**PROBLEM 1**
In the rows, from their start through the line containing "[[296, 180]]", substitute "Query" for "Target" and leave everything else unchanged. Leave the pictures out of your answer.
[START OF SOURCE EXCERPT]
[seqfan] Re: A283364 and a Diophantine equation
Vladimir Shevelev
shevelev at bgu.ac.il
Wed Mar 8 13:38:49 CET 2017
Dear SeqFans,
Please, ignore the second part of
my previous message. I submitted
A283455 which essentially differs
from A283364 beginning with a(15).
Below I prove that iterms>6 in A283455
are primes or squares of primes only.
As in A283364 one can prove that all a(n)>6
are odd. Let a(n)>6. It is clear that a(n) is either
prime or
semiprime. Let us show that in the latter case
it is square of prime. Indeed, let a(n)=p*q, p<q.
Then 2^a(n)-1 is divisible by 2^p-1<2^q-1.
Thus both of them are Mersenne primes. Let us
show that 2^(p*q)-1 differs from
(2^p-1)^u*(2^q-1)^v, u,v>=1. Indeed the
equality is possible only in case p*u+q*v=p*q.
[END OF SOURCE EXCERPT]
[START OF SUPPLIED RECORDS]
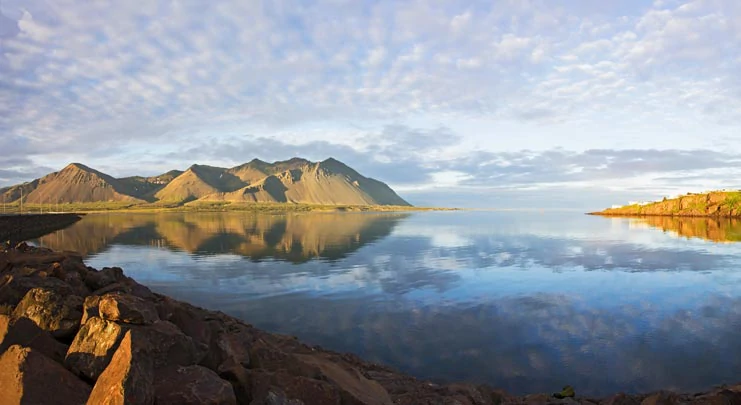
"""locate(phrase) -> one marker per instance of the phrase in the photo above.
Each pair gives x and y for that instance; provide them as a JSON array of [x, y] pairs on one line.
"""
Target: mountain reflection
[[295, 238], [711, 229]]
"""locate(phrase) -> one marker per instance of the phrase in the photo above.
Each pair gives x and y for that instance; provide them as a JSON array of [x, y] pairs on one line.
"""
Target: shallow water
[[527, 302]]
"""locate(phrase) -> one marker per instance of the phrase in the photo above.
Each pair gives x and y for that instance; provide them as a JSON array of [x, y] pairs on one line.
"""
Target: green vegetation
[[203, 206]]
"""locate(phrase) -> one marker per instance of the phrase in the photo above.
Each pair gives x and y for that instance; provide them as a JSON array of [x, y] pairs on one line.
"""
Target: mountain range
[[329, 182]]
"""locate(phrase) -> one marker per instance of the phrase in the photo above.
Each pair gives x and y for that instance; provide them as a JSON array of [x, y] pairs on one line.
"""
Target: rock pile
[[71, 334]]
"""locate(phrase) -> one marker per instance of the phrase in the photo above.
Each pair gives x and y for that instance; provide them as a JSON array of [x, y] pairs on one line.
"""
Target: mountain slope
[[296, 180]]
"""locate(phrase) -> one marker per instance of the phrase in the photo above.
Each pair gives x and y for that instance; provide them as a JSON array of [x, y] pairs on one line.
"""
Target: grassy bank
[[15, 208]]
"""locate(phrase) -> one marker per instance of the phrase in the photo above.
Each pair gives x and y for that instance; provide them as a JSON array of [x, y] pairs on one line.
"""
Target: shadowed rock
[[192, 385], [29, 377], [26, 333], [93, 347], [128, 379], [51, 311]]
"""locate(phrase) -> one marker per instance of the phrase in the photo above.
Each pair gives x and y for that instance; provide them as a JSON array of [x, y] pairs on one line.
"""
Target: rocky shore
[[71, 334]]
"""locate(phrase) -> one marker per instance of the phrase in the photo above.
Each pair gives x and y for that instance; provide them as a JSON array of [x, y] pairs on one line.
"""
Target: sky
[[511, 104]]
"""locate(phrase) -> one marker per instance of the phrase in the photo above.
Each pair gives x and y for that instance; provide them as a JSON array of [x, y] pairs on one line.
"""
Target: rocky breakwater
[[71, 334]]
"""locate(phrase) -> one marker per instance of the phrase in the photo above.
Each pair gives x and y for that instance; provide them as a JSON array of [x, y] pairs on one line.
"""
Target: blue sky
[[525, 103]]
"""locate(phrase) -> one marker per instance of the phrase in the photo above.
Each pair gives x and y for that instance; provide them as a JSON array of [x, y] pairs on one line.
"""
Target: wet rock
[[167, 345], [127, 286], [51, 311], [29, 377], [90, 308], [96, 280], [261, 383], [661, 398], [720, 397], [128, 379], [26, 333], [279, 398], [621, 399], [192, 385], [353, 385], [16, 286], [127, 308], [93, 347]]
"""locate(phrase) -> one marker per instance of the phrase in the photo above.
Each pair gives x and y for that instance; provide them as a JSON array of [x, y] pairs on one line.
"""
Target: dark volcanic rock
[[29, 377], [15, 286], [51, 311], [128, 379], [104, 277], [192, 385], [127, 308], [167, 344], [26, 333], [93, 347]]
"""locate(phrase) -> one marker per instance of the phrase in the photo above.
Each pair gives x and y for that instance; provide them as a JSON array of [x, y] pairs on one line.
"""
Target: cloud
[[87, 82]]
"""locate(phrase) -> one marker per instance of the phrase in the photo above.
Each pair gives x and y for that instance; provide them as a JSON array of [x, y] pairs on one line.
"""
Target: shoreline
[[90, 324]]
[END OF SUPPLIED RECORDS]
**PROBLEM 2**
Answer these about the message on A283364:
(a) Which sequence number did the writer submit?
(b) Beginning with which term does that sequence essentially differ from A283364?
(c) In which case is the equality with (2^p-1)^u*(2^q-1)^v possible?

**CORRECT RESULT 1**
"""locate(phrase) -> one marker per instance of the phrase in the photo above.
Each pair gives x and y for that instance; provide them as a JSON array of [x, y] pairs on one line.
"""
Query: mountain reflection
[[295, 238], [711, 229]]
"""locate(phrase) -> one marker per instance of the phrase in the photo above.
Each pair gives x and y for that instance; provide them as a JSON array of [x, y] pairs on one line.
"""
Query: shallow water
[[527, 302]]
"""locate(phrase) -> one marker per instance of the phrase in the photo above.
Each pair gives x and y for that instance; provide them as a JSON array of [x, y] pairs on one line.
"""
Query: green vegetation
[[203, 206]]
"""locate(phrase) -> one marker per instance of the phrase in the photo above.
Each pair gives x and y for that instance; provide them as a JSON array of [x, y] pairs on one line.
"""
Query: mountain range
[[329, 182]]
"""locate(phrase) -> one marker per instance of the phrase in the photo above.
Each pair gives x and y for that instance; provide them as a JSON array of [x, y] pairs on one line.
"""
Query: rock pile
[[71, 334]]
"""locate(phrase) -> one marker per instance of the phrase in the photo above.
Each pair gives x and y for that instance; provide them as a JSON array of [x, y] pairs on one line.
"""
Query: mountain slope
[[296, 180]]

**CORRECT RESULT 2**
(a) A283455
(b) a(15)
(c) Only in the case p*u+q*v=p*q